The most terrible lie that our materialist world indoctrinates in us is that passion is a “fantasy” and is not to be relied upon for finding “real love”. That the day dreaming fancy, the obsession with a voice, a pair of lips, the excitement that comes with eye-contact, the anticipation of waiting for night to end so that he may see her again the next day, maybe just for a few seconds, the waiting by the phone for him to call, the fragrance from his shirt when he finally pulls her close...that these things are immature lusts of youth. And yet these are the feelings that spark in us the intuition that there is more to the world than merely the material and that our passions are what lead us up and beyond the mundane to the transcendant. These are the things that are the prerogative of artists to communicate in their work, and for all people to feel when they are young and healthy.

Work instructions: Type out everything in the passage on passion from "The most terrible" down to "young and healthy.", keeping every word and mark unchanged. The listing that follows has no connection to the passage on passion.

Excerpted records:
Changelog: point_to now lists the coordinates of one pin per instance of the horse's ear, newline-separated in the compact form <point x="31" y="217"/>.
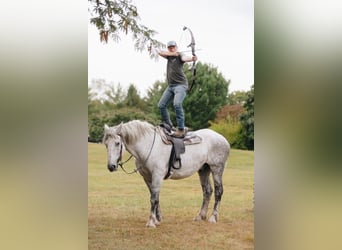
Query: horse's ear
<point x="118" y="128"/>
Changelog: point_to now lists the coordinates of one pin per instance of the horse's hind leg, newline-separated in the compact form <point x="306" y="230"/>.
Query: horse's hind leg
<point x="217" y="176"/>
<point x="204" y="173"/>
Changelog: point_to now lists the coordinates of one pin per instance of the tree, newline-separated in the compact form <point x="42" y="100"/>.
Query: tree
<point x="207" y="96"/>
<point x="237" y="97"/>
<point x="132" y="99"/>
<point x="247" y="121"/>
<point x="115" y="17"/>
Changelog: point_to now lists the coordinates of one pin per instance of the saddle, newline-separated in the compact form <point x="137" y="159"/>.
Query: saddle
<point x="178" y="145"/>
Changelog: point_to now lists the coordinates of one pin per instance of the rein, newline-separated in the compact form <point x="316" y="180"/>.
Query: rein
<point x="148" y="156"/>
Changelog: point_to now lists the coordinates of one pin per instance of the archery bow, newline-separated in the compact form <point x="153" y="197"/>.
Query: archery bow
<point x="193" y="68"/>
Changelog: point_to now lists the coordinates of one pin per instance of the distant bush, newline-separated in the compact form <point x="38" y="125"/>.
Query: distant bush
<point x="231" y="130"/>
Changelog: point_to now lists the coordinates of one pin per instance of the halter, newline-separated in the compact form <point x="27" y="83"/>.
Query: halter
<point x="148" y="156"/>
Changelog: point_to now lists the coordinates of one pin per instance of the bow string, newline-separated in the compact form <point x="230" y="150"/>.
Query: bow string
<point x="192" y="46"/>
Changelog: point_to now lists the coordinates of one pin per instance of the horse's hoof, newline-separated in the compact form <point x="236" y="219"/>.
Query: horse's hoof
<point x="199" y="218"/>
<point x="212" y="219"/>
<point x="150" y="224"/>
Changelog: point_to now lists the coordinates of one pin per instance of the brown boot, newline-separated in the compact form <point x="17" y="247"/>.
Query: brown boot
<point x="180" y="133"/>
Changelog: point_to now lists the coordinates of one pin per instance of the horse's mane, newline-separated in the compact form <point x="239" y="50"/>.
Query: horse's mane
<point x="133" y="130"/>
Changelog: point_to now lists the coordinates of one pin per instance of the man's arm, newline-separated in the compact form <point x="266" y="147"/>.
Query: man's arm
<point x="165" y="53"/>
<point x="189" y="58"/>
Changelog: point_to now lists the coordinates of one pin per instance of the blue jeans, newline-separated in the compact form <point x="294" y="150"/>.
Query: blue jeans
<point x="177" y="92"/>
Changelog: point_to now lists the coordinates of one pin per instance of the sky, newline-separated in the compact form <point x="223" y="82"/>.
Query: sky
<point x="223" y="31"/>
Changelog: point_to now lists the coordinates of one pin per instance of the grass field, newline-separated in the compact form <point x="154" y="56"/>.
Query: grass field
<point x="119" y="206"/>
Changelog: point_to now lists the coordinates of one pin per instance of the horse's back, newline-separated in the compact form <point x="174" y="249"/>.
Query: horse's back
<point x="216" y="142"/>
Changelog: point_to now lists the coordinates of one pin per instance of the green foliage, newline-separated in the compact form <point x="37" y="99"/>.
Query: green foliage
<point x="207" y="96"/>
<point x="247" y="121"/>
<point x="115" y="17"/>
<point x="231" y="131"/>
<point x="237" y="97"/>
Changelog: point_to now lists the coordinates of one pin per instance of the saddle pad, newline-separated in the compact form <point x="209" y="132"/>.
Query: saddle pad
<point x="189" y="139"/>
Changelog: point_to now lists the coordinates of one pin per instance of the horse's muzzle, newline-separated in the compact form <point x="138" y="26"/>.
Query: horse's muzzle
<point x="112" y="167"/>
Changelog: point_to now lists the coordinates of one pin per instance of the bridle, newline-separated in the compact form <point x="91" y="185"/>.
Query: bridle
<point x="148" y="156"/>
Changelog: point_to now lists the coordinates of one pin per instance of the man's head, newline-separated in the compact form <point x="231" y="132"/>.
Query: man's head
<point x="171" y="45"/>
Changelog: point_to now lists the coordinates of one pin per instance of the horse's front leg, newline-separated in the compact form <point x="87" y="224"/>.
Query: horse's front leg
<point x="155" y="215"/>
<point x="218" y="194"/>
<point x="207" y="190"/>
<point x="158" y="211"/>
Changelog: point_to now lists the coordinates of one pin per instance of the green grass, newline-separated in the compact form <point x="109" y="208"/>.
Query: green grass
<point x="118" y="208"/>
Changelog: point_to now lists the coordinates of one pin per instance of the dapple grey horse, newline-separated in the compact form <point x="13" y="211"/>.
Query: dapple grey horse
<point x="144" y="142"/>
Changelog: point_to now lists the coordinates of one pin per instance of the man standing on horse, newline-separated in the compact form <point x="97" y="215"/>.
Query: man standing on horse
<point x="177" y="87"/>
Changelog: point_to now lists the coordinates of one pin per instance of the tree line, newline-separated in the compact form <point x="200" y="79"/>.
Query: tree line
<point x="208" y="105"/>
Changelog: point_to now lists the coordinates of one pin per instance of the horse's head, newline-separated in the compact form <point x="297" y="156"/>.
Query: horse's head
<point x="114" y="145"/>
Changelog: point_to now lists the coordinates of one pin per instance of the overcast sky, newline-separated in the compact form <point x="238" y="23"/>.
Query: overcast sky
<point x="223" y="30"/>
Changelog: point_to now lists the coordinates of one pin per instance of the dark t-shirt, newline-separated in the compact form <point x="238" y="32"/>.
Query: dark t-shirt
<point x="174" y="70"/>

Expected answer:
The most terrible lie that our materialist world indoctrinates in us is that passion is a “fantasy” and is not to be relied upon for finding “real love”. That the day dreaming fancy, the obsession with a voice, a pair of lips, the excitement that comes with eye-contact, the anticipation of waiting for night to end so that he may see her again the next day, maybe just for a few seconds, the waiting by the phone for him to call, the fragrance from his shirt when he finally pulls her close...that these things are immature lusts of youth. And yet these are the feelings that spark in us the intuition that there is more to the world than merely the material and that our passions are what lead us up and beyond the mundane to the transcendant. These are the things that are the prerogative of artists to communicate in their work, and for all people to feel when they are young and healthy.